RECORDS SHOWN →
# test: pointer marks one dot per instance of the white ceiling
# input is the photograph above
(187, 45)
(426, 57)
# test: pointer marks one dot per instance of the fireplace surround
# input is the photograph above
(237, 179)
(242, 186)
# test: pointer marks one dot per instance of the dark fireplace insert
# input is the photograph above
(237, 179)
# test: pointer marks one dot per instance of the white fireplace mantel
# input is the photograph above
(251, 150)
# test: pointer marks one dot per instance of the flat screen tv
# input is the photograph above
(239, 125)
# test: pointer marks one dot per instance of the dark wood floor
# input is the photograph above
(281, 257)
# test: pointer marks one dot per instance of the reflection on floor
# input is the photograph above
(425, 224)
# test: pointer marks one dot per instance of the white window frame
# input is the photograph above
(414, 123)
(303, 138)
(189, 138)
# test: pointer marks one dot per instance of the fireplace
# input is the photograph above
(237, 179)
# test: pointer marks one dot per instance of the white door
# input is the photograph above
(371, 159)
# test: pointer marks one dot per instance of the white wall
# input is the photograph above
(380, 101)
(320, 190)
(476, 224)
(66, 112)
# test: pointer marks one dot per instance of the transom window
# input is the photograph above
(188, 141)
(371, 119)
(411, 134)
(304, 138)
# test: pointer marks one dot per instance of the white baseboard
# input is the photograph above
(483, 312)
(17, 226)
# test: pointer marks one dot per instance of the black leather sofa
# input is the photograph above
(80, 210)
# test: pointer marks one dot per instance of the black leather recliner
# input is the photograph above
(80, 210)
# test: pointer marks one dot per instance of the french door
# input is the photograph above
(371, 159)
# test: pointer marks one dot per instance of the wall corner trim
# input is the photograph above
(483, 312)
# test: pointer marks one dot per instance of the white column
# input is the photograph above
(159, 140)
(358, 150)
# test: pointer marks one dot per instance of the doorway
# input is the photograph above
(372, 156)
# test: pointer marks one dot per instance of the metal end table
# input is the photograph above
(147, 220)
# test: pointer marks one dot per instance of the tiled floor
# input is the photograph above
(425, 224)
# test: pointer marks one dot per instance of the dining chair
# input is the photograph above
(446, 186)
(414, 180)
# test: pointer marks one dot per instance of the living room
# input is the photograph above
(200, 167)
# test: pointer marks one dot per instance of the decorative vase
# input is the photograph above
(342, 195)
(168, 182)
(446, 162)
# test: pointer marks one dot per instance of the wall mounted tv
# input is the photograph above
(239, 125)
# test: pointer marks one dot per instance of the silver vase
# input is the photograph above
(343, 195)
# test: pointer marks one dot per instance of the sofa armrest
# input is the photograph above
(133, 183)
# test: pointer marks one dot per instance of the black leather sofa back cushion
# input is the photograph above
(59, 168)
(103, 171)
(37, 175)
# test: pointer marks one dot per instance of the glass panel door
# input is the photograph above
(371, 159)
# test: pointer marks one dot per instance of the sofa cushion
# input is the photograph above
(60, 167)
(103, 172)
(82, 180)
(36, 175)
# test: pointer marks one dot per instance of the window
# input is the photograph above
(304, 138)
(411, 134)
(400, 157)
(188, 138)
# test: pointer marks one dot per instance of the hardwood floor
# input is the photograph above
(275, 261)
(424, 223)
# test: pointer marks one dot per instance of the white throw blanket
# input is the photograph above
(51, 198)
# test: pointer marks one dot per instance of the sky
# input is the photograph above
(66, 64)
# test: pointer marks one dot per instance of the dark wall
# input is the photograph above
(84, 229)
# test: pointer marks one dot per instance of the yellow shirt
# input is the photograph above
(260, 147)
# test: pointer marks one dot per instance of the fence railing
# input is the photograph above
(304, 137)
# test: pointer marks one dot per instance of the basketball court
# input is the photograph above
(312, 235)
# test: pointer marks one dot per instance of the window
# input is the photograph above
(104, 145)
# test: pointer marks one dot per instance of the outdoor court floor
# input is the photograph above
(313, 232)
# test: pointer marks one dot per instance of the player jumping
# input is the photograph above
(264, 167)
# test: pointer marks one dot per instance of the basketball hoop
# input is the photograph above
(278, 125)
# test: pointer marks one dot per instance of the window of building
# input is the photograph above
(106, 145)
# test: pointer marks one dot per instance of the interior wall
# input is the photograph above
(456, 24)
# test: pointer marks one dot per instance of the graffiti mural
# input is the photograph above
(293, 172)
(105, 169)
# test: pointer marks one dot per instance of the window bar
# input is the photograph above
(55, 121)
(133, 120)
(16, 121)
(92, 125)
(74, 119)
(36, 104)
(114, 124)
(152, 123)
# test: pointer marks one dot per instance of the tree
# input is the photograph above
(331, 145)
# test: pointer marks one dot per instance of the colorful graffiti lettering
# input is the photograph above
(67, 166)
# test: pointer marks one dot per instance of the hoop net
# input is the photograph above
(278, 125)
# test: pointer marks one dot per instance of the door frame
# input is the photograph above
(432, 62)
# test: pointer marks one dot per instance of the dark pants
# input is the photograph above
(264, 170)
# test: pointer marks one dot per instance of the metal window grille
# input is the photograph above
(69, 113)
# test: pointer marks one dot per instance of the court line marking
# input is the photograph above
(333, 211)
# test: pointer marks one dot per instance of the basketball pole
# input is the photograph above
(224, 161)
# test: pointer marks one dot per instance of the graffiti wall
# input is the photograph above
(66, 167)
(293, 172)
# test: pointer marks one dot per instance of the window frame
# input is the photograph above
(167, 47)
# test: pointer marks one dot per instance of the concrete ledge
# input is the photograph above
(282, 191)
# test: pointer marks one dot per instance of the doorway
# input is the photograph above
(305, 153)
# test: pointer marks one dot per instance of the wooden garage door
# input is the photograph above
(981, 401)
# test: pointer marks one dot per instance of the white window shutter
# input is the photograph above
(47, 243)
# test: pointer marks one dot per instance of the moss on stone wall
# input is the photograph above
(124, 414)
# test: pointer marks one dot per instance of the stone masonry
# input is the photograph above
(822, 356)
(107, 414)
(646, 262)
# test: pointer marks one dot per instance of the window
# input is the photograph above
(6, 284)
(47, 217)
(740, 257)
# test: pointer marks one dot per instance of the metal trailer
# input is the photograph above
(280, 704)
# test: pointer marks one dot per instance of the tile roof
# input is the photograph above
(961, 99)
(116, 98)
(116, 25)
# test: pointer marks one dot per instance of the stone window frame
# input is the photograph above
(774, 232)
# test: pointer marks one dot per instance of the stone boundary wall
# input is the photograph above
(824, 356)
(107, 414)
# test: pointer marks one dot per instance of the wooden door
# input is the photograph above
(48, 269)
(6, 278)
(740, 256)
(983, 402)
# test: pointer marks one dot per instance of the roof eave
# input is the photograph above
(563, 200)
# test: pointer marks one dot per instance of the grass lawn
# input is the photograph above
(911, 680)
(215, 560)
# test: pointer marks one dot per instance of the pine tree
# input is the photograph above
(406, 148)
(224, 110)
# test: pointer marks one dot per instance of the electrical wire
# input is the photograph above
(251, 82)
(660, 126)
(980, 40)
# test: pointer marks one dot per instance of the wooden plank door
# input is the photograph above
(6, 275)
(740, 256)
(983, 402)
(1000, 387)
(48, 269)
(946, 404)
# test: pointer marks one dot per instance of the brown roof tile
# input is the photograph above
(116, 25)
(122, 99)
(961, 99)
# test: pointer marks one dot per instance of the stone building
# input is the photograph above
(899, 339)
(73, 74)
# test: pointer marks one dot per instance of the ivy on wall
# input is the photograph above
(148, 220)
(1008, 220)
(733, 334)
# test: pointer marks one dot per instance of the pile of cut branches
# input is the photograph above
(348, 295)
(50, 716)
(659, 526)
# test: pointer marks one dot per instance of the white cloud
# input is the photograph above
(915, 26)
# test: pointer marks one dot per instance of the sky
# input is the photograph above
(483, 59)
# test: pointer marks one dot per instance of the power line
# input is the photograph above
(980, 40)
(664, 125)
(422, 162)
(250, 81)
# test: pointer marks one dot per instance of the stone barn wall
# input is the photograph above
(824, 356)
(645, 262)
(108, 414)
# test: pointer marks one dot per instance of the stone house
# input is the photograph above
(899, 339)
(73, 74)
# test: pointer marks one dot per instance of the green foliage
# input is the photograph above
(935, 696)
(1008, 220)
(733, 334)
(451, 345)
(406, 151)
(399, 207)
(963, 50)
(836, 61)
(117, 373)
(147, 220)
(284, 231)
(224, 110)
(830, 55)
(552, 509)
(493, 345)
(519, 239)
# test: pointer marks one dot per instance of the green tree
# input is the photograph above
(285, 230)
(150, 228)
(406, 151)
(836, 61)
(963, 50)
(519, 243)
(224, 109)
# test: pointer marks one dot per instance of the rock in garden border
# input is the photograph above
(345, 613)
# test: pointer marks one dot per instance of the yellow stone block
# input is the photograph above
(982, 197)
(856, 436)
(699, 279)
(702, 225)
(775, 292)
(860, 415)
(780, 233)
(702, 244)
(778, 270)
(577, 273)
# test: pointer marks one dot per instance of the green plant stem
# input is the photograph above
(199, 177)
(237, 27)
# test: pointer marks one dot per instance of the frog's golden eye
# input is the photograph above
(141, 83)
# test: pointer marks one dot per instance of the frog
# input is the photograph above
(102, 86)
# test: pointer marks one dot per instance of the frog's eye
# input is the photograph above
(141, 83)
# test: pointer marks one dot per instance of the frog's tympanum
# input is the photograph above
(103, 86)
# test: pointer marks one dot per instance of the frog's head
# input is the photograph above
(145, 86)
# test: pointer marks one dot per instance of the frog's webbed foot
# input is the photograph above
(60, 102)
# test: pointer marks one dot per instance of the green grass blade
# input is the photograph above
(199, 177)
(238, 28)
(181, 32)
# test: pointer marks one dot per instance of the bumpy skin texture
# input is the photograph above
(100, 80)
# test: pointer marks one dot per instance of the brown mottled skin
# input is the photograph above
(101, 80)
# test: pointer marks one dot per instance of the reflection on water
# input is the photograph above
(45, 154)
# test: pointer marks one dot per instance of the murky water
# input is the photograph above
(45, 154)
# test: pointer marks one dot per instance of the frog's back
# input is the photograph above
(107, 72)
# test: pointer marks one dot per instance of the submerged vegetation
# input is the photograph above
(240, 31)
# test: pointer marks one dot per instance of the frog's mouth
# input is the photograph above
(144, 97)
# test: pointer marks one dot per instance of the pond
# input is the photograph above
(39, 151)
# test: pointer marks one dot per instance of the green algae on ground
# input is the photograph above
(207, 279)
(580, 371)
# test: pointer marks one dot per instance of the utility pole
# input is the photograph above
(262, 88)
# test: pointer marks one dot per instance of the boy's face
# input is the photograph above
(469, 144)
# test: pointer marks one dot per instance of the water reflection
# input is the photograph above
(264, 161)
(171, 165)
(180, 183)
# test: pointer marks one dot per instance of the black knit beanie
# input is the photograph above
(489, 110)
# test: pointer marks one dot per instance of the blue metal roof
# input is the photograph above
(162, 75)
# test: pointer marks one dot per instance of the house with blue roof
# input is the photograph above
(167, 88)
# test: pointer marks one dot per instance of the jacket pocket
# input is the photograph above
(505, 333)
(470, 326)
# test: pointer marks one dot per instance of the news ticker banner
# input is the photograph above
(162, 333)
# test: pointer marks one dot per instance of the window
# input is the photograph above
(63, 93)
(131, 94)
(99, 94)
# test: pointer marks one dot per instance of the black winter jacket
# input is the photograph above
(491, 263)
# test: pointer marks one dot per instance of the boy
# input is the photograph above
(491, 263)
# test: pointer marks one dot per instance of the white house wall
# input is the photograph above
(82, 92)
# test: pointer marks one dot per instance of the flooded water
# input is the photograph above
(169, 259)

EXERCISE BRIEF → Retype exactly, and only, the lines above from the one where "the white cloud" occurs up to and including the one where "the green foliage" occurs.

TASK RESULT →
# test: pointer marks one dot per instance of the white cloud
# input is the photograph above
(915, 26)
# test: pointer marks one dot per instance of the sky
# input is the photograph above
(483, 59)
# test: pointer marks one dot per instance of the power line
# input is the photograph above
(980, 40)
(664, 125)
(422, 162)
(250, 81)
# test: pointer marks one dot per instance of the stone barn wall
# input is the photograph above
(824, 356)
(645, 262)
(108, 414)
# test: pointer marks one dot per instance of the stone house
# input is the photograph above
(899, 339)
(73, 74)
# test: pointer marks one dot per instance of the green foliage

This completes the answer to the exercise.